__Task item__
Name every cause that the first sentence of the El Niño briefing gives for the hunger and poverty that millions of people face this year and next.

Millions of poor and vulnerable people face hunger and poverty this year and next because of record global temperatures, droughts and erratic rains in 2014 and 2015, followed by the development of possibly the most powerful El Niño on record.
This briefing makes the case to urgently scale up humanitarian response in countries already in crisis. It also draws on the experience of the super El Nino in 1997–98, and the inadequate response to the Horn of Africa drought of 2011, to push for early action to save livelihoods elsewhere.
Long-term approaches to reduce food insecurity must be found, and climate change, which is super-charging the effects of El Niño, must be tackled at the UN climate conference in Paris and beyond.
Key messages
• This is a crisis on a huge global scale. The current El Niño is one of the strongest ever measured, which means there will be more unpredictable weather conditions that will impact people’s food security, lives and livelihoods. This comes on the back of poor growing seasons in 2014/5 in many places. There is already a crisis in some countries – around 18 million people need further assistance now. And in the absence of support, conditions will worsen as the impacts of El Niño bite: 40–50 million people face hunger, disease and water shortages in early 2016.

[Point-per-instance localization data]

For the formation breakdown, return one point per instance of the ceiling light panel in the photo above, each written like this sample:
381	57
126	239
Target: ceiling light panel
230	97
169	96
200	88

__Answer below__
- Record global temperatures in 2014 and 2015
- Droughts in 2014 and 2015
- Erratic rains in 2014 and 2015
- The development of possibly the most powerful El Niño on record